* [Textauszug]:
══════════

North Cothelstone Hall

Nachdenken über die Stimme

Stimmen – sie gehören zu unserem Leben. Wir empfinden sie als unangenehm oder sie wirken sympathisch und beruhigend auf uns. Wir erleben sie schimpfend oder in Liebesschwüren, lachend oder mit verzweifeltem Unterton, ironisch oder bitterernst. Die Stimme ist Bote von Gefühlen und erscheint uns selbstverständlich. Erst im Stummsein, Verstummen oder im Verstummen-Müssen erfahren wir, wie tief sie in unser Dasein eingewoben ist.

Schlimm traf das Schicksal Heinz Erhardt, den Mann des Wortes und der Sprache, der sich nach einem gesundheitlichen Schlag nicht mehr mitteilen, weder schreiben noch sprechen konnte.

══════════

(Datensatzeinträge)
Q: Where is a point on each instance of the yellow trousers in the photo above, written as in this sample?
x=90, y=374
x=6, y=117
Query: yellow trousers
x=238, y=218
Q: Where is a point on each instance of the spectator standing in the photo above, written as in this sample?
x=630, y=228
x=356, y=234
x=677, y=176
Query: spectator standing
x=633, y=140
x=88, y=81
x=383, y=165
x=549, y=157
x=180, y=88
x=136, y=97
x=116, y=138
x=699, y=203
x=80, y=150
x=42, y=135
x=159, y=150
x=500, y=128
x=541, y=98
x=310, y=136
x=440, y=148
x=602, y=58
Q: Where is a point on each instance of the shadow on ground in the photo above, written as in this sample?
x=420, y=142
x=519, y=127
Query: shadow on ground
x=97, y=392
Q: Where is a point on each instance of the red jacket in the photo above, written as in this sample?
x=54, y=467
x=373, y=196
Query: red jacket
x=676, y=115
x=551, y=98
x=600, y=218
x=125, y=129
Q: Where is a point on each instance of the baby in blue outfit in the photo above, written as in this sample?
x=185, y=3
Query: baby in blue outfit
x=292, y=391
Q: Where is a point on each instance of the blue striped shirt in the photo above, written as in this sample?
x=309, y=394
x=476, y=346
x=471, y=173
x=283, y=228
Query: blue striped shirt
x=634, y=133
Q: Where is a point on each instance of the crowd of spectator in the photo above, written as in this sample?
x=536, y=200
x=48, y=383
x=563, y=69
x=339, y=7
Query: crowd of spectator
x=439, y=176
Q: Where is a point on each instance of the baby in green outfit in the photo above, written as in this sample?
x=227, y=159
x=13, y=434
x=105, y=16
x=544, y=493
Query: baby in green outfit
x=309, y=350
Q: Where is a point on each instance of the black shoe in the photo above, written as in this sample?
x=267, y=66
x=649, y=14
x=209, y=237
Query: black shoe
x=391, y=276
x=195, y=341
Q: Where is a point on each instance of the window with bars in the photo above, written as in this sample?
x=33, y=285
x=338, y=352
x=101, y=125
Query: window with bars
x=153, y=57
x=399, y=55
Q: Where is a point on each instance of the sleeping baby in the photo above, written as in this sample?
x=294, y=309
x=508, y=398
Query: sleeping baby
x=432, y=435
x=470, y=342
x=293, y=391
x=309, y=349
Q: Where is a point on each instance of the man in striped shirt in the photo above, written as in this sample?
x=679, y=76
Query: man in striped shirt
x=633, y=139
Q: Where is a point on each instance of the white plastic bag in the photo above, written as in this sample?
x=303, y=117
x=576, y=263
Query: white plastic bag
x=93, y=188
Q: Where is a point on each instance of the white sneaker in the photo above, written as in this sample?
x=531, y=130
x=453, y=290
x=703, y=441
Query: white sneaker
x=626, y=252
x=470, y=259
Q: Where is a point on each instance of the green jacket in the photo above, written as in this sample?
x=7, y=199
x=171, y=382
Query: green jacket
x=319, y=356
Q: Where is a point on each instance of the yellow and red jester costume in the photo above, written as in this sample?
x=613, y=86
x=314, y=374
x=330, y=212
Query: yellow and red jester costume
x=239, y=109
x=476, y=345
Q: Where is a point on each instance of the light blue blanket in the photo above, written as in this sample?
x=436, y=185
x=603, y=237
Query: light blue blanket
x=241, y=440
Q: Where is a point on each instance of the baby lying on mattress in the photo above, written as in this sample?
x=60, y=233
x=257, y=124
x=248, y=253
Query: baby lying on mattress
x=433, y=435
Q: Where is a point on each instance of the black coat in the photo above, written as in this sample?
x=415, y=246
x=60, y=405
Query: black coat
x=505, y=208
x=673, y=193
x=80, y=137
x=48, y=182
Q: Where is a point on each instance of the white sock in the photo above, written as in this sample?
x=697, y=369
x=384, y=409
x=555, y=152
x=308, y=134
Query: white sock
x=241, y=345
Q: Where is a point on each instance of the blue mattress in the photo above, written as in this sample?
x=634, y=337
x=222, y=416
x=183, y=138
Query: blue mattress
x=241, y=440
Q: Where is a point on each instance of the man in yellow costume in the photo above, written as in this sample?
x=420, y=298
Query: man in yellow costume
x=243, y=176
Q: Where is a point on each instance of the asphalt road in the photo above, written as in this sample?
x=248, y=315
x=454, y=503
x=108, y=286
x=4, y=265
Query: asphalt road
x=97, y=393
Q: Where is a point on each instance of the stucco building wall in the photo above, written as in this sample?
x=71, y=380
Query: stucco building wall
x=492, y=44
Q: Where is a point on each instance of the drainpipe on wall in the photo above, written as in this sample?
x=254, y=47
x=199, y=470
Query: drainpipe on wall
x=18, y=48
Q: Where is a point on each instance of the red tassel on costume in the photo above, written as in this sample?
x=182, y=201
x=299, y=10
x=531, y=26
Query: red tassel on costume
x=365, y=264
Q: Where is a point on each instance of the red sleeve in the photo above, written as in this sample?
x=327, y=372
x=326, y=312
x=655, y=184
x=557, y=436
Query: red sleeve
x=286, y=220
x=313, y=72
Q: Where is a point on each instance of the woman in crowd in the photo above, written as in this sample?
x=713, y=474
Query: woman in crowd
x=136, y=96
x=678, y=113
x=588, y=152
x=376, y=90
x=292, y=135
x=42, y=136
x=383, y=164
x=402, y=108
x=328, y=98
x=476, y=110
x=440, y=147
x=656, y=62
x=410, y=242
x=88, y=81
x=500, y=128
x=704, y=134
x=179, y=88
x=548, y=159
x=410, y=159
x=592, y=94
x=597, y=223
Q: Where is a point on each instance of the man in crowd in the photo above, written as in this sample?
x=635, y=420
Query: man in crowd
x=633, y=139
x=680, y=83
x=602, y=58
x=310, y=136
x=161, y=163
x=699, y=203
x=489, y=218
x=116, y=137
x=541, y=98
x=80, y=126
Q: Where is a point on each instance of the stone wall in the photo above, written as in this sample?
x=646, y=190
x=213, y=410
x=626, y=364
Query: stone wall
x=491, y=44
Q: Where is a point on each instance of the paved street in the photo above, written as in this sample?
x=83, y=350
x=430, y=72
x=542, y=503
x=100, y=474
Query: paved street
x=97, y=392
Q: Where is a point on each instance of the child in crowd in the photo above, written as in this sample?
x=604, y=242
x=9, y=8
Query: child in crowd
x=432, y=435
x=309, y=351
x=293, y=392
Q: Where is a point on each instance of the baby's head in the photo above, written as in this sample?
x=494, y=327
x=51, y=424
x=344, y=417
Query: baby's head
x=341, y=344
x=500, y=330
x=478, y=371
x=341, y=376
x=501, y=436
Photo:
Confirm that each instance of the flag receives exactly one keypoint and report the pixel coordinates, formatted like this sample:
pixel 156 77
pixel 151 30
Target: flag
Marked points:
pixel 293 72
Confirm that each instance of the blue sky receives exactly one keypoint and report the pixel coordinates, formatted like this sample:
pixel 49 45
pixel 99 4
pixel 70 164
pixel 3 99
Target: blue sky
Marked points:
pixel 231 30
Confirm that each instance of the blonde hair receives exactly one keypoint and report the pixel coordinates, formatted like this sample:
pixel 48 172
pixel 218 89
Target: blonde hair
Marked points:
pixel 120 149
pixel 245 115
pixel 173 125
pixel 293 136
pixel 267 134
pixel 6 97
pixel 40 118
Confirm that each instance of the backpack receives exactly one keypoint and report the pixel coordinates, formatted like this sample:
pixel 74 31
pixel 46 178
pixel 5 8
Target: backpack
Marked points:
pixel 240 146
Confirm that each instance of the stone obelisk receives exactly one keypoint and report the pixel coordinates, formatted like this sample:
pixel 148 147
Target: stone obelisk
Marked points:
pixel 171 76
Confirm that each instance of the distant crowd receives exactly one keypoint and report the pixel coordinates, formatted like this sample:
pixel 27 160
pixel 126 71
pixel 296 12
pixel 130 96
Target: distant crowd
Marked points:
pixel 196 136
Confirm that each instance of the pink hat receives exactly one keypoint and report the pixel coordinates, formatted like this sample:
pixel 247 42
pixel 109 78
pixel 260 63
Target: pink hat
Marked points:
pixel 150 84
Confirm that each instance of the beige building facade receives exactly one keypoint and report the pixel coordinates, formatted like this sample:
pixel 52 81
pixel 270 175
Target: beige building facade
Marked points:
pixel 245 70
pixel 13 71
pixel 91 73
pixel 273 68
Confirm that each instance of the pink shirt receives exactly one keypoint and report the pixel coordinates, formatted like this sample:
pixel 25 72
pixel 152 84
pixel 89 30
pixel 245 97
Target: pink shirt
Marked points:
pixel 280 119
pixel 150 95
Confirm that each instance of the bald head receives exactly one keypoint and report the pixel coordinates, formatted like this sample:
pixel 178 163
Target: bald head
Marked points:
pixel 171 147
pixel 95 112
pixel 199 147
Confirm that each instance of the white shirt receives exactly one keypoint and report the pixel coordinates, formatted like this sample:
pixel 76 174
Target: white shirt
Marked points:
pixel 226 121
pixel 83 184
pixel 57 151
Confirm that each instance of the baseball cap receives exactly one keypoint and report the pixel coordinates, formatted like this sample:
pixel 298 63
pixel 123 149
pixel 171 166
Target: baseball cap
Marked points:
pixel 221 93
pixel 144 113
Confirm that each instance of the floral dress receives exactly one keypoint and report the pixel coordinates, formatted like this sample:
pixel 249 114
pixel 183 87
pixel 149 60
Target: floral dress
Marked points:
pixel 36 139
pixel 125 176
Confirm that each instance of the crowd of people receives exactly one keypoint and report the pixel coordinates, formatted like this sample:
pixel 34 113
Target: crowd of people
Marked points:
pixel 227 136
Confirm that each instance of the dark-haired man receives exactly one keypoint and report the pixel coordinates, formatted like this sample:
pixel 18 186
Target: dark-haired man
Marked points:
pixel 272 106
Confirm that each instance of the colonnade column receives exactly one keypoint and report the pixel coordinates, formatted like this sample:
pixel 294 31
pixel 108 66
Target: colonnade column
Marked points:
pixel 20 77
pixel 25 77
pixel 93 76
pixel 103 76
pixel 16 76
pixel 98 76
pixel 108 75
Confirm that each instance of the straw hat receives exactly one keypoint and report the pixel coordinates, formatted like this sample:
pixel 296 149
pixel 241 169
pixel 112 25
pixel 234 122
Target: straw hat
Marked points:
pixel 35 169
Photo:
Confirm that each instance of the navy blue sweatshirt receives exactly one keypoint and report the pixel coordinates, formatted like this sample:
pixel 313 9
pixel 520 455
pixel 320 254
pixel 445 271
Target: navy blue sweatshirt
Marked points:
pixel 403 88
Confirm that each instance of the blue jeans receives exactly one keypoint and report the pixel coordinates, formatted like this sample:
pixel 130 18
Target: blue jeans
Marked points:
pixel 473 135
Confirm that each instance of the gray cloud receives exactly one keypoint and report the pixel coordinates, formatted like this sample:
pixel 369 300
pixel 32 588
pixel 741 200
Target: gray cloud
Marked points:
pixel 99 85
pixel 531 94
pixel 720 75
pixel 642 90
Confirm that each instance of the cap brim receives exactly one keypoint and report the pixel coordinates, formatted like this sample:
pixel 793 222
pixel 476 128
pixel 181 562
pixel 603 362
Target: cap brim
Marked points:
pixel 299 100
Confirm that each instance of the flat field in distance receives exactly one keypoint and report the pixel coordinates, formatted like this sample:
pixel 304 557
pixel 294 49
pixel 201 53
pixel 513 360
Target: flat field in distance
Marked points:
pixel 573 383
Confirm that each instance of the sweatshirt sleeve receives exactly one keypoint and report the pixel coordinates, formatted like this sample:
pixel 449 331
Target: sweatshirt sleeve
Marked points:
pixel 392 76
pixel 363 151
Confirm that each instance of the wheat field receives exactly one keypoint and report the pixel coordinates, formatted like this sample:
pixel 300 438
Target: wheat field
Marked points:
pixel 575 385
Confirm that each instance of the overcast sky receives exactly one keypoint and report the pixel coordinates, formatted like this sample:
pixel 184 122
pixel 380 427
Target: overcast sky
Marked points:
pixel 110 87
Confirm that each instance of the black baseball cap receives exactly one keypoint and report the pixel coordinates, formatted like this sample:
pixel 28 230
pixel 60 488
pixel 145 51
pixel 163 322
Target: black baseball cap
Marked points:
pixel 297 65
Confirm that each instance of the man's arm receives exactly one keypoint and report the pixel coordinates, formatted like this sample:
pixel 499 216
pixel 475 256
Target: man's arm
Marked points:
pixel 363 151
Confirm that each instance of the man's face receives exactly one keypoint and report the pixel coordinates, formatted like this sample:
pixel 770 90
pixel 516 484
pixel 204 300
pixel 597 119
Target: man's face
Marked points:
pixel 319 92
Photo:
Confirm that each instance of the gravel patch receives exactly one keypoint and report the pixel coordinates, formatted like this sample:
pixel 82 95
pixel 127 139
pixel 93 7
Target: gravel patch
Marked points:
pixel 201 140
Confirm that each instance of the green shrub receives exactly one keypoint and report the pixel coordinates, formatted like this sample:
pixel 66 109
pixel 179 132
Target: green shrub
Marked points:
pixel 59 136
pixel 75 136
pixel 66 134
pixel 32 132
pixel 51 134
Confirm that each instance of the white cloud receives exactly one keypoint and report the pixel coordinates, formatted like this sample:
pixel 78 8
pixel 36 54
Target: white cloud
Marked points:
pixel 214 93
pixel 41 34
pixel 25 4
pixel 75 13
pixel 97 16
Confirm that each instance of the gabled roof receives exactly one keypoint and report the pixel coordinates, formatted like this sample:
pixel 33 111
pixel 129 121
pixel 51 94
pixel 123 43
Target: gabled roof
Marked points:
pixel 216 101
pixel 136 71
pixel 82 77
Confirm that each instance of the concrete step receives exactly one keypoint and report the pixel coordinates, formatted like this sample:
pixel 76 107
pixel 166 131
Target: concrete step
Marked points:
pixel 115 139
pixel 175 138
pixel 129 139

══════════

* [Ihre Aufgabe]: Übertragen Sie den Satz „Die Stimme ist Bote von Gefühlen und erscheint uns selbstverständlich.“ aus dem Text über die Stimme ins Englische.

* [Lösung]: The voice is a messenger of feelings and seems self-evident to us.